* START Supplied material *

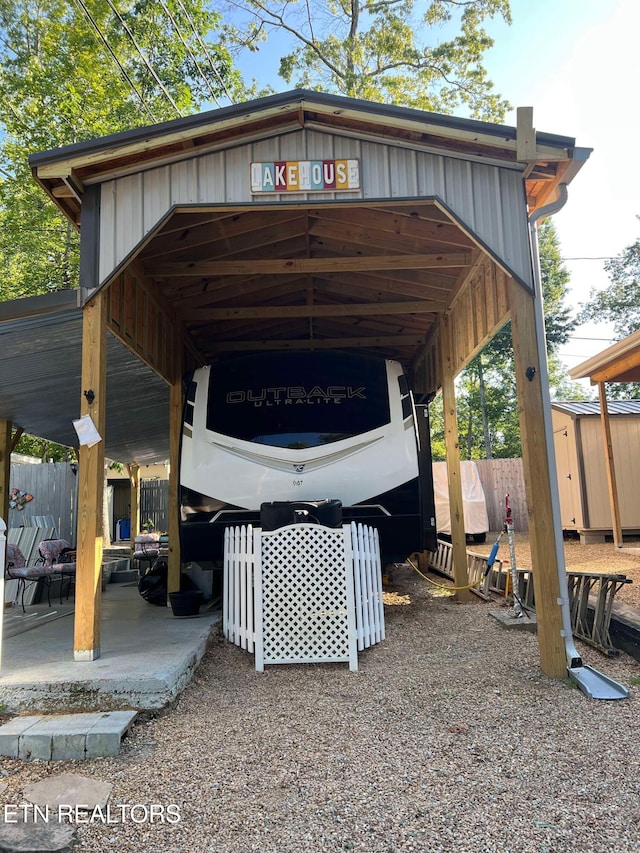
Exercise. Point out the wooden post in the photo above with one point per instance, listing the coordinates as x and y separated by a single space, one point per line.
611 470
537 479
91 483
175 430
5 469
134 480
458 534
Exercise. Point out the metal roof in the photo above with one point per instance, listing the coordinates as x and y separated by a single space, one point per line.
615 407
41 351
618 363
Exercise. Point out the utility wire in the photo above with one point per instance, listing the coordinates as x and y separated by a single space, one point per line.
115 59
144 58
189 51
206 51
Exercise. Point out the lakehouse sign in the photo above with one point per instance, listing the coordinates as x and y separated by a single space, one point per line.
305 176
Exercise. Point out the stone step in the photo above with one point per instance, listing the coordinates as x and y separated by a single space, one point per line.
64 737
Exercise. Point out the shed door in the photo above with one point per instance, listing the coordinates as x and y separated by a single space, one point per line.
568 478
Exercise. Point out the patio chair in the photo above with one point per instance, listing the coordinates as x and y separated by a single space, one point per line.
59 557
16 569
146 548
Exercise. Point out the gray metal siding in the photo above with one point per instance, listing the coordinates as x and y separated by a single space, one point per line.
489 200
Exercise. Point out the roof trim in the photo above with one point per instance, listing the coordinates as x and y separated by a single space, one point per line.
501 133
615 360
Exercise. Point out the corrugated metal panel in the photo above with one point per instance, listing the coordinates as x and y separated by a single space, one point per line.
374 171
403 173
40 389
487 199
156 188
184 182
487 204
128 209
431 180
238 168
615 407
459 190
513 209
109 258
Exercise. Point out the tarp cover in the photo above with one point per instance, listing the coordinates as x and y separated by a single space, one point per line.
473 500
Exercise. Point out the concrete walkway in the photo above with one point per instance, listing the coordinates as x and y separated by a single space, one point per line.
147 658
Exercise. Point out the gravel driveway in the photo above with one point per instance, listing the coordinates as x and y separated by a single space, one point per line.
448 738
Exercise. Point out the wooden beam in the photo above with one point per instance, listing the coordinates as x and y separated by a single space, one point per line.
295 266
617 368
134 480
364 309
175 432
17 435
320 343
614 502
91 482
525 135
456 506
537 478
5 471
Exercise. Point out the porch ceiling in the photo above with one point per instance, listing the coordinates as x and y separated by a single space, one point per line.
336 275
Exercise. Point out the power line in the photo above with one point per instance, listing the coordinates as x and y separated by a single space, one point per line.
115 58
144 58
206 51
189 51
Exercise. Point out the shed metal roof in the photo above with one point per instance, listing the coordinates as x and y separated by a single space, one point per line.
615 407
618 363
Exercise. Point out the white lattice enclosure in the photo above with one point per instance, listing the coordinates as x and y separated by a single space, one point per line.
303 593
237 597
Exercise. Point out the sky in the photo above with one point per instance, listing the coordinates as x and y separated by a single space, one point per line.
577 63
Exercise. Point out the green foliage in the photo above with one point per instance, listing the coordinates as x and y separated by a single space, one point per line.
619 303
44 450
62 85
389 51
487 404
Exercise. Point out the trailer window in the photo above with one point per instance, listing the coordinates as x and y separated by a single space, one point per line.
297 400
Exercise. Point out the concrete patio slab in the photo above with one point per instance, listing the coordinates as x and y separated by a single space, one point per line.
147 657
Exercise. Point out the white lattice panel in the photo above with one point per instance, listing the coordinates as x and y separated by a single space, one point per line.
237 599
304 591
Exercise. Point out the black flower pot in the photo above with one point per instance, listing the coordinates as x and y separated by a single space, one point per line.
186 603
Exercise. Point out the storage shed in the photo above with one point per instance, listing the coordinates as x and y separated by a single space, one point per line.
582 470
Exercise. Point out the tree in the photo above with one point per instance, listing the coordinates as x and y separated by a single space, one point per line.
619 303
486 396
75 71
375 50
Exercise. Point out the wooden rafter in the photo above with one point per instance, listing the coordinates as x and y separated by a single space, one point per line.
293 266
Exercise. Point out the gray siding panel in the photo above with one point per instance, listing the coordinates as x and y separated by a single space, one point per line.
184 182
430 170
402 173
211 179
374 169
156 187
487 206
489 200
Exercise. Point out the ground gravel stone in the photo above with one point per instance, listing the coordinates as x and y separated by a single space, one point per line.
448 738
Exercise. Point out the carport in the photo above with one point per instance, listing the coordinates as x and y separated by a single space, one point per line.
298 221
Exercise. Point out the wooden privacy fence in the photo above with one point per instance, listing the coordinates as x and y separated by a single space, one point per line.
303 593
499 477
53 486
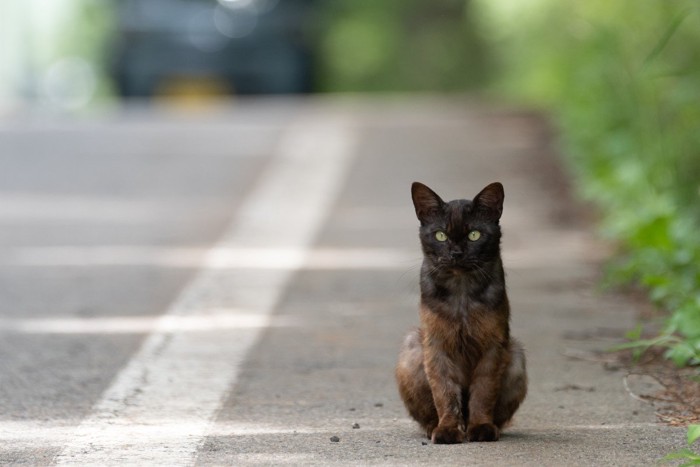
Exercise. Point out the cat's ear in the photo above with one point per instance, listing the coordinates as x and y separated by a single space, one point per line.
489 202
427 203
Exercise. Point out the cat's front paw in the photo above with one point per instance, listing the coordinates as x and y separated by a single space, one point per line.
447 435
483 432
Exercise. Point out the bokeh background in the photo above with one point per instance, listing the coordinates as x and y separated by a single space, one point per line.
619 80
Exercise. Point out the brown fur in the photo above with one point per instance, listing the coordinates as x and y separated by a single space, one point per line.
460 374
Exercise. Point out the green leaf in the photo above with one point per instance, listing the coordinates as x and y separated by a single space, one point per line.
685 454
693 433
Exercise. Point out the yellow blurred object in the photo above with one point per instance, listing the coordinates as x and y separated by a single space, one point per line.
193 92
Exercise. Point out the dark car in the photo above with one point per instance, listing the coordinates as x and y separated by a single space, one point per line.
210 46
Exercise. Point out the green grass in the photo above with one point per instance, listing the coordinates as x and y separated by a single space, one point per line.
622 80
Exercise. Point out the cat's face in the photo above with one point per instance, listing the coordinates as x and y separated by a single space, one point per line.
459 235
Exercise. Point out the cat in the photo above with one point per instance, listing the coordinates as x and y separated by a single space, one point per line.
460 374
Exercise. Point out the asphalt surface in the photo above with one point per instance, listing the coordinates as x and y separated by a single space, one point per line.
230 287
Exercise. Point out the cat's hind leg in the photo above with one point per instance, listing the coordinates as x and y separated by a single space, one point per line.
413 382
513 386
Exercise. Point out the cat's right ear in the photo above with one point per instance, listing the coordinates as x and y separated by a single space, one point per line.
427 203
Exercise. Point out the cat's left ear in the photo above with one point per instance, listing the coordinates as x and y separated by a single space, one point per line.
427 203
489 202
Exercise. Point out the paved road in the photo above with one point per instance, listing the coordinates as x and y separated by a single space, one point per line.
231 287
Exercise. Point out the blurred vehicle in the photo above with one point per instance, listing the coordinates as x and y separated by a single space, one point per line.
210 47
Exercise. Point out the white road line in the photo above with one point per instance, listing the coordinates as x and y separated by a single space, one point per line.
218 258
161 405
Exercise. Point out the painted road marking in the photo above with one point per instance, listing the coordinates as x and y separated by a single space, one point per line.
161 405
216 258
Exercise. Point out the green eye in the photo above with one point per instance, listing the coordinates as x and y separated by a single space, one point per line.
440 236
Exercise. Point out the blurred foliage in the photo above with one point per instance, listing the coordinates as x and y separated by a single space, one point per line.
623 82
399 45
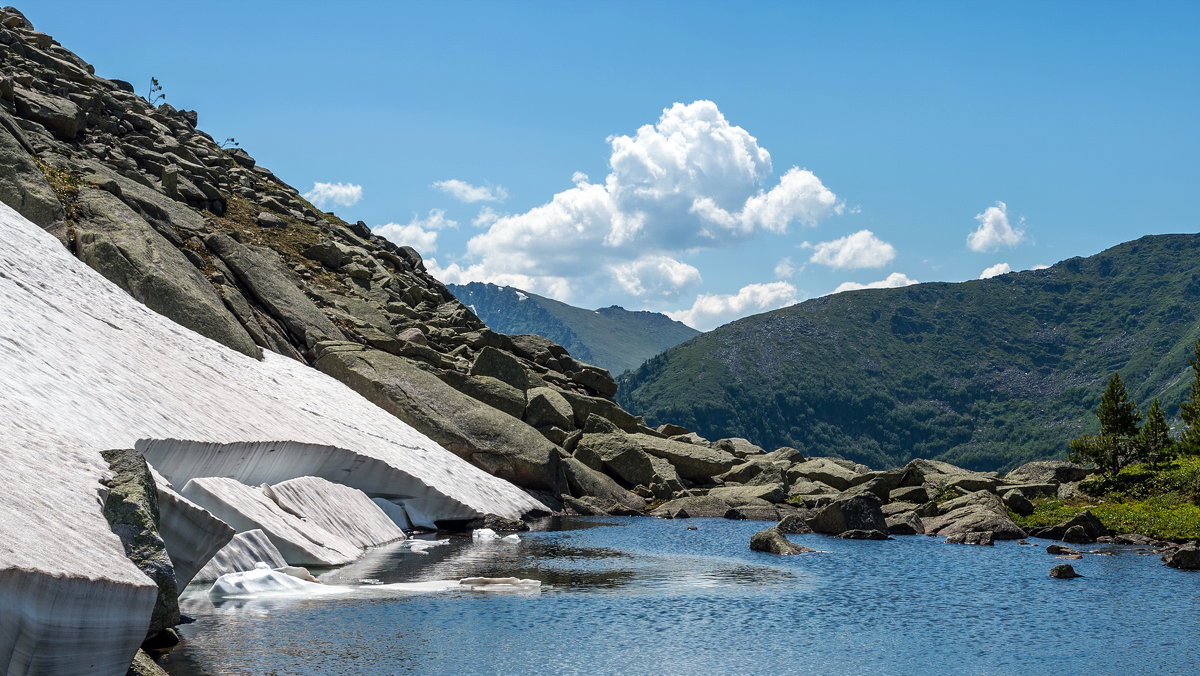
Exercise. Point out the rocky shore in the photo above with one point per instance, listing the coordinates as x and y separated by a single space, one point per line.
211 374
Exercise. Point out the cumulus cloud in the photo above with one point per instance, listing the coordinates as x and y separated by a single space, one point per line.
340 193
713 310
853 251
469 193
419 233
655 277
994 270
691 180
485 217
995 231
785 268
892 281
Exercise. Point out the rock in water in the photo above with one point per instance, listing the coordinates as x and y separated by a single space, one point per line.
1063 572
972 538
1186 557
772 540
857 513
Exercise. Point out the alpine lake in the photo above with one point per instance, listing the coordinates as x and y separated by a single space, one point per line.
649 596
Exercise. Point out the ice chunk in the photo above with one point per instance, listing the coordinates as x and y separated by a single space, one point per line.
337 509
245 508
262 580
394 512
240 555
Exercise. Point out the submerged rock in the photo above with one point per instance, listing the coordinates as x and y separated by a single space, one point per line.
1186 557
857 513
972 538
1063 572
772 540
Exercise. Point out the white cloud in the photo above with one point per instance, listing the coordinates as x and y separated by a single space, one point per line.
713 310
419 233
485 217
853 251
463 191
995 232
689 181
994 270
892 281
785 268
340 193
655 276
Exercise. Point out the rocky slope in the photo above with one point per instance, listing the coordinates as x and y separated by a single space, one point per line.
219 244
611 338
983 374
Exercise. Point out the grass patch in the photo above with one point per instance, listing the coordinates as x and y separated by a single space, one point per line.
288 241
65 185
1165 516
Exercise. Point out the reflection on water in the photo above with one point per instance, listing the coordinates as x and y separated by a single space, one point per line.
651 596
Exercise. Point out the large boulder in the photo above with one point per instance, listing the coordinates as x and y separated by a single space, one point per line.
772 540
263 273
1084 528
695 507
975 513
1186 557
623 452
119 244
132 509
823 470
63 117
585 480
1048 472
741 495
856 513
547 408
22 184
493 441
694 462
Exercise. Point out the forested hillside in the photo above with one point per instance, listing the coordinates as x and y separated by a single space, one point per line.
983 374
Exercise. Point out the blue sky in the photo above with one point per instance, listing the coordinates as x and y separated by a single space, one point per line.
813 144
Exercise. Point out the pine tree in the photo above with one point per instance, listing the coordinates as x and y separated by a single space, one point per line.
1189 411
1119 443
1155 441
1119 417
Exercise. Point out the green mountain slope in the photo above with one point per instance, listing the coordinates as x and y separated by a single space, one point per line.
612 338
983 374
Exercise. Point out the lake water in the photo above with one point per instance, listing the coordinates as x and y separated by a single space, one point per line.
647 596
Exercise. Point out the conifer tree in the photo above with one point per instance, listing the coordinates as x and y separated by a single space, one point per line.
1189 411
1155 441
1119 416
1119 443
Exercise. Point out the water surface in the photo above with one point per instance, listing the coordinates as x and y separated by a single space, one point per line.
647 596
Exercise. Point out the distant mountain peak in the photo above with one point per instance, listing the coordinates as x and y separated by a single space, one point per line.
612 338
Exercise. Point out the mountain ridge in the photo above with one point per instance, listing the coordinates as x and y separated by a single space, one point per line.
611 338
983 374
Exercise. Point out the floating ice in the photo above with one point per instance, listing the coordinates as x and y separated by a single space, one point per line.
262 580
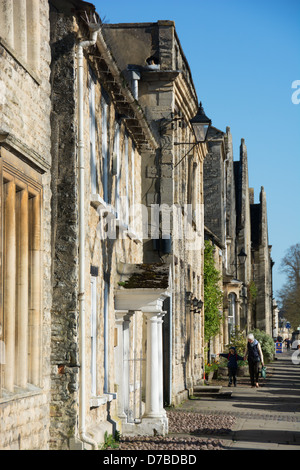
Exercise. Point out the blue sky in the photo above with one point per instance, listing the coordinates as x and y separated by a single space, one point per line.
244 56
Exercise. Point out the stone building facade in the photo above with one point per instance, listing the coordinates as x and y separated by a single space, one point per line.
172 181
239 228
25 162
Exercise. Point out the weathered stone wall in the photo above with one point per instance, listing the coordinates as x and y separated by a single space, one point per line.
166 91
25 117
64 326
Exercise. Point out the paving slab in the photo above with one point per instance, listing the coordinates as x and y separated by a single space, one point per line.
267 418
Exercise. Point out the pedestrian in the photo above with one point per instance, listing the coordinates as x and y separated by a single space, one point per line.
232 364
255 356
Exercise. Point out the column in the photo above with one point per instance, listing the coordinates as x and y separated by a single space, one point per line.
153 382
122 363
22 289
20 28
33 33
160 364
9 284
126 363
7 21
35 294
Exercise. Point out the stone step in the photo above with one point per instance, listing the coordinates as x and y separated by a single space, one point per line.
207 388
211 392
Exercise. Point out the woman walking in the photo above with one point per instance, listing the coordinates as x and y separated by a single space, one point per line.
255 356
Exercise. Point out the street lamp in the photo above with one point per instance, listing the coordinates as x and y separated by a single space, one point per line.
200 124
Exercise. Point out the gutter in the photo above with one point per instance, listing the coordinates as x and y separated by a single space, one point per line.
94 29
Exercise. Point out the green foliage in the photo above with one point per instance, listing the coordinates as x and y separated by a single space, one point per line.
266 342
110 441
252 291
213 296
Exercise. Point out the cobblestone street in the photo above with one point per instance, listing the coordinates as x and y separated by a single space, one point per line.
267 418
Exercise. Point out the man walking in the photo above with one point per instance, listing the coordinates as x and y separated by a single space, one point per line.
255 356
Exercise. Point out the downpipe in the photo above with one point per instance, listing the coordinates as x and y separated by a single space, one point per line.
94 28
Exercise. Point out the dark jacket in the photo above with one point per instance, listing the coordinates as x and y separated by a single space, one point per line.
232 360
253 352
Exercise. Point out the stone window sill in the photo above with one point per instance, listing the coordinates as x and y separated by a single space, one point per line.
19 393
95 402
99 204
20 61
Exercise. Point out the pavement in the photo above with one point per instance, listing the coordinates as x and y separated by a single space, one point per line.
267 418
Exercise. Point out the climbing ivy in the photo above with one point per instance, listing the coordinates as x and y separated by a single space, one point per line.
213 296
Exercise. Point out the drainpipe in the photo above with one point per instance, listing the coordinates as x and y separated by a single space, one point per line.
94 28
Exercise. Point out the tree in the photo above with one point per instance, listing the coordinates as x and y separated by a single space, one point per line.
213 295
289 295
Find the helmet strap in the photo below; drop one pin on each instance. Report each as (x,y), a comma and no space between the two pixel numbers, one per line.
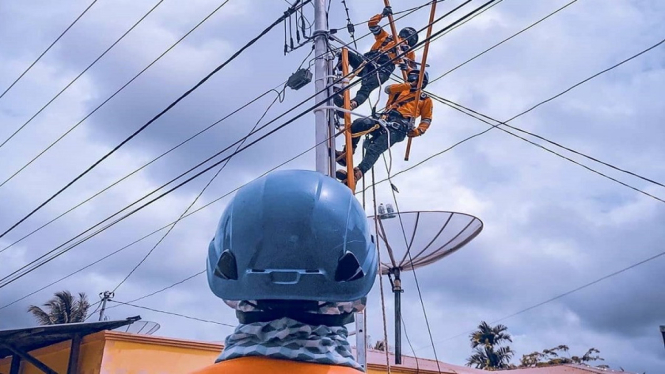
(298,315)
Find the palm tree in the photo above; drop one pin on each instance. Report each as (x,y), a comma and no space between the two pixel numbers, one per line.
(489,336)
(489,359)
(63,308)
(483,341)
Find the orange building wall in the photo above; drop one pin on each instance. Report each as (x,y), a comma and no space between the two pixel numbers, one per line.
(128,353)
(57,357)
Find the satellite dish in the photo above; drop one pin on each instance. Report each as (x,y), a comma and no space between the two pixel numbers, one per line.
(140,327)
(409,240)
(430,236)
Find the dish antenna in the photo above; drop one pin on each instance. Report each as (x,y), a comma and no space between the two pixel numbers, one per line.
(427,236)
(140,327)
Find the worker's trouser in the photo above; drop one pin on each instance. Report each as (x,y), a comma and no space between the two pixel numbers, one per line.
(370,79)
(378,141)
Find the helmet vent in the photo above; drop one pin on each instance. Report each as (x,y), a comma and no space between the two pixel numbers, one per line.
(348,268)
(226,266)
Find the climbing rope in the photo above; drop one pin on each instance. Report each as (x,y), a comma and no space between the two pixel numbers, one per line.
(383,300)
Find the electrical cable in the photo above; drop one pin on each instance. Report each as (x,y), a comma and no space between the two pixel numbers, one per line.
(557,154)
(99,304)
(531,109)
(173,314)
(114,94)
(607,276)
(503,41)
(71,274)
(79,76)
(457,106)
(411,346)
(35,267)
(169,107)
(278,97)
(349,24)
(145,165)
(160,229)
(46,50)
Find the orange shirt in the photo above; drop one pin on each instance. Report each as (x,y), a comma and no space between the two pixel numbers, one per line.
(264,365)
(401,92)
(380,37)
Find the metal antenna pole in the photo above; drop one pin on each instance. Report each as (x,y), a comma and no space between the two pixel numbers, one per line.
(320,82)
(397,289)
(106,295)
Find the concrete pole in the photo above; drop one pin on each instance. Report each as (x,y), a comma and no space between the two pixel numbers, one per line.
(106,295)
(320,80)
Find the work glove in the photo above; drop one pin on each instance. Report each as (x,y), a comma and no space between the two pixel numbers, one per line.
(415,132)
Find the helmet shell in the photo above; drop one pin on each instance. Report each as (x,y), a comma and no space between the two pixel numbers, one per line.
(413,77)
(292,235)
(410,35)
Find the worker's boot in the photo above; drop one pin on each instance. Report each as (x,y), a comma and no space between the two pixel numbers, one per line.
(341,174)
(340,156)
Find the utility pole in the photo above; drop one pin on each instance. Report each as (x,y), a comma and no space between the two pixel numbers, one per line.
(325,130)
(321,73)
(105,296)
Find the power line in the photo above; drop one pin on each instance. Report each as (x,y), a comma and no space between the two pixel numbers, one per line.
(503,41)
(14,275)
(532,108)
(98,303)
(117,251)
(79,76)
(455,106)
(168,287)
(177,146)
(143,166)
(158,230)
(566,293)
(278,97)
(173,314)
(113,95)
(169,107)
(46,50)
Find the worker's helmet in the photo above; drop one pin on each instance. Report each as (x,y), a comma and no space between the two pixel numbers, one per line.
(292,235)
(413,77)
(410,35)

* END Supplied material *

Aim of the exercise: Output the line holding "Find the helmet shell", then every later line through the end of the records above, exactly as given and nothing else.

Completed exercise:
Find the helmet shell in the photo above; drop one pin on each instance. Report each as (x,y), a comma and no space between the two pixel numbers, one per line.
(413,77)
(292,235)
(410,35)
Find the worker's boot in the photo above; drop one pin on each instance. Report each as (x,y), a comma and no space between the two pixel numbers, one per line.
(341,174)
(340,156)
Find the utility pole in the photo above; drop one pin on each instance. Report each as (x,y), a comma and no space between the two pixel numbers, one per line.
(325,130)
(321,73)
(105,296)
Find the power line in the photo above; drop one pin on each instance. Report each as (x,y), a comma and no space between the two pixel numbers, one per line.
(503,41)
(14,275)
(532,108)
(98,303)
(117,251)
(79,76)
(455,106)
(168,287)
(177,146)
(143,166)
(158,230)
(566,293)
(278,97)
(173,314)
(113,95)
(169,107)
(46,50)
Find the worker's helmet in the photo above; drop one pin on each instance. Report each as (x,y), a comma and no space between the two pixel numbers, one per line.
(292,235)
(413,77)
(410,35)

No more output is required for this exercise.